TEXTO FORNECIDO:
=-=-=-=-=

Infelizmente ainda não encontramos documentos sobre a doação do terreno onde foi erguida a Capela do Menino Deus, filial erguida em terrenos dos Ferreira Brito nas proximidades da estação ferroviária. Pode ser que a história desta Capela esclareça também os fatos sobre a abertura do cemitério. Naquela época a freguesia estava subordinada ao Bispado do Rio de Janeiro, tendo sido transferida para Mariana apenas em 1897. Não sabemos onde se encontram os registros dos atos realizados até então.

Recreio, MG: Imaginar o Passado


Atualmente os meios de comunicação permitem encontrar, rapidamente, as informações que nos interessam. E no burburinho cotidiano vamos observando que as novas tecnologias começam a abrir espaço para um novo olhar sobre o passado, não se restringindo a outros usos que delas fazem este ou aquele público. Referimo-nos, especificamente, a mensagens de jovens leitores deste blog que trazem o testemunho de estupefação diante do que aqui tem sido escrito. A surpresa que manifestam está vinculada, no mais das vezes, a uma visão estereotipada do que tenha sido a região onde seus antepassados viveram. E nos perguntam se vamos publicar um livro para recontar a história.

=-=-=-=-=

TRECHOS DOS DADOS:
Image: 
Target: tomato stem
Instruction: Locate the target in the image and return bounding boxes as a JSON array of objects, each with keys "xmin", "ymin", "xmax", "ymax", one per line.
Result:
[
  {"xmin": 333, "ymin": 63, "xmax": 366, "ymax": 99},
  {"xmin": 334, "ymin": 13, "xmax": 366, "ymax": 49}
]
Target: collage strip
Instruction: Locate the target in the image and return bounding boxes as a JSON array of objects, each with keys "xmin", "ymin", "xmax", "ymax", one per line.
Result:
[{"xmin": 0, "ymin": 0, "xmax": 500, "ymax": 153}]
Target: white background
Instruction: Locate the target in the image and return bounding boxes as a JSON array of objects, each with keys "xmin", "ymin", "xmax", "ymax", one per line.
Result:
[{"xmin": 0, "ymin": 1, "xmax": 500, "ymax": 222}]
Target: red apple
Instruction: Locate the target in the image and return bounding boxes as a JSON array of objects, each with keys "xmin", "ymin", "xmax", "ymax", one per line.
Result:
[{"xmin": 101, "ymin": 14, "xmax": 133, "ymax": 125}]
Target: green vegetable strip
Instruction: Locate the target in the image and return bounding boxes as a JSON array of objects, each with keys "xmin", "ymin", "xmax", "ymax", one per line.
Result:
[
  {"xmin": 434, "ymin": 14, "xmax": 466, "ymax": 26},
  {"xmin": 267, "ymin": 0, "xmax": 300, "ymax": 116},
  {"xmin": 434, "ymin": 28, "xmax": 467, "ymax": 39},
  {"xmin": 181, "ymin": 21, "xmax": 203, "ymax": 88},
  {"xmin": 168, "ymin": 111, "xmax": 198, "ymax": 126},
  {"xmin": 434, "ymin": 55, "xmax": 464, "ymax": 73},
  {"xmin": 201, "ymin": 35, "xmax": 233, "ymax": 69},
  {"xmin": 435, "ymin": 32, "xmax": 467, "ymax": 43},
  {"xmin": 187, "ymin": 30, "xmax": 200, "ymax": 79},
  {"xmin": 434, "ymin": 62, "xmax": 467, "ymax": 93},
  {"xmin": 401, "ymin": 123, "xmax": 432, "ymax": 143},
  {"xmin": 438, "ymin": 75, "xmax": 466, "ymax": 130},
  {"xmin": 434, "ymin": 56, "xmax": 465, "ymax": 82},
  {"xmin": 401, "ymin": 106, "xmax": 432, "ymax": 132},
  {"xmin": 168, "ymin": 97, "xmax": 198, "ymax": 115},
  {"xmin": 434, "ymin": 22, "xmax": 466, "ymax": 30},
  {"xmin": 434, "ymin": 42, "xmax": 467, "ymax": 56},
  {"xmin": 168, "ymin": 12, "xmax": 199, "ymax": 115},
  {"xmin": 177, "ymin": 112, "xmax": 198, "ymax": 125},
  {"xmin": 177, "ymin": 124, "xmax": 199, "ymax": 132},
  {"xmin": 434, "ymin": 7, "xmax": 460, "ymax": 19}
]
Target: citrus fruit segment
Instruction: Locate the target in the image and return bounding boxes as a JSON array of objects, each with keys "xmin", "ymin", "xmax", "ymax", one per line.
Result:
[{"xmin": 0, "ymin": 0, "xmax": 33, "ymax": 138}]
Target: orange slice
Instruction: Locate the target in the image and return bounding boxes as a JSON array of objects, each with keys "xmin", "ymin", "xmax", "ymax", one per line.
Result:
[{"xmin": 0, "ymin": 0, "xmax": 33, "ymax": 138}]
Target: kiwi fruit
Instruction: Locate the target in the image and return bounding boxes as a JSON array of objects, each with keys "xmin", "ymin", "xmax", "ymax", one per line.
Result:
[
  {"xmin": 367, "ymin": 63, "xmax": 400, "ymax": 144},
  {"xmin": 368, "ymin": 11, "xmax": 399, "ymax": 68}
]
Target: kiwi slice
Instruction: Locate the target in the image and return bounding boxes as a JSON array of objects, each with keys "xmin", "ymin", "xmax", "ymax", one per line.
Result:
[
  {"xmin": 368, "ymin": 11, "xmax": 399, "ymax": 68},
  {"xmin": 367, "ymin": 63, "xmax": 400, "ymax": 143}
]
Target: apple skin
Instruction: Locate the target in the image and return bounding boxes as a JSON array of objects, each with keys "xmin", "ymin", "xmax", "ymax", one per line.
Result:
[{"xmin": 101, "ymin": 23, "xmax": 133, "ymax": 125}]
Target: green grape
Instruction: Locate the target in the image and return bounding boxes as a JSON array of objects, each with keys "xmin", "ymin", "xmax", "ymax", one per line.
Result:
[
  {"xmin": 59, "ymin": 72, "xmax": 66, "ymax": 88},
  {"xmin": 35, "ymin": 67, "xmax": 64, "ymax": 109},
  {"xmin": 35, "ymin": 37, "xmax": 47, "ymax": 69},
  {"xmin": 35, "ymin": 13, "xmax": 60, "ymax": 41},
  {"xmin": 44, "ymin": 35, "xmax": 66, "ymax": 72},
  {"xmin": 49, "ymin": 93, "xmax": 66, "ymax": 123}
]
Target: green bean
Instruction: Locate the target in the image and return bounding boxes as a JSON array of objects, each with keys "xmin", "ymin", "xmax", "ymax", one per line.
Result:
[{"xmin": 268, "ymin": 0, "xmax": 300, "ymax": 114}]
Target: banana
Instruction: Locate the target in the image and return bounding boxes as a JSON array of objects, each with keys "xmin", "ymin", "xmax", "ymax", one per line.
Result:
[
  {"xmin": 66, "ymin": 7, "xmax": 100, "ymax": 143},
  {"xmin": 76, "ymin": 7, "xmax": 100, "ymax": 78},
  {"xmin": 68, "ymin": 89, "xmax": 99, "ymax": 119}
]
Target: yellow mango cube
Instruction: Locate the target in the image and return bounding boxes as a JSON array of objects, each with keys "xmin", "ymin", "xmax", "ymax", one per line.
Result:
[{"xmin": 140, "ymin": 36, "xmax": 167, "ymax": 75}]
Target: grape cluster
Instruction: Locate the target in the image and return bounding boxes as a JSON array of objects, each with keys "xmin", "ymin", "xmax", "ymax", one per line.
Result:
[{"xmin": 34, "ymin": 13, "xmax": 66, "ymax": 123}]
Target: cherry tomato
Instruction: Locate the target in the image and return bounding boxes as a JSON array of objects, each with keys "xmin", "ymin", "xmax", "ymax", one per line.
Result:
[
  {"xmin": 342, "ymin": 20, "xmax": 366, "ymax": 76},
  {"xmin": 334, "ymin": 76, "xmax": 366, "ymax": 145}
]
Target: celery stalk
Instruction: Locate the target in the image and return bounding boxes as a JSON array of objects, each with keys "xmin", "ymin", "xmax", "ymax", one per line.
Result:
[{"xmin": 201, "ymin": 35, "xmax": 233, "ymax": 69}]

=-=-=-=-=

INSTRUÇÕES DO EXERCÍCIO:
A) Devolva, sem nenhuma alteração, o trecho do texto sobre Recreio começando em "Infelizmente ainda não" e seguindo até "realizados até então.".
B) De acordo com o texto sobre Recreio, em que ano a freguesia foi transferida para Mariana?

RESULTADOS POR TAREFA:
A)
Infelizmente ainda não encontramos documentos sobre a doação do terreno onde foi erguida a Capela do Menino Deus, filial erguida em terrenos dos Ferreira Brito nas proximidades da estação ferroviária. Pode ser que a história desta Capela esclareça também os fatos sobre a abertura do cemitério. Naquela época a freguesia estava subordinada ao Bispado do Rio de Janeiro, tendo sido transferida para Mariana apenas em 1897. Não sabemos onde se encontram os registros dos atos realizados até então.

B) Em 1897.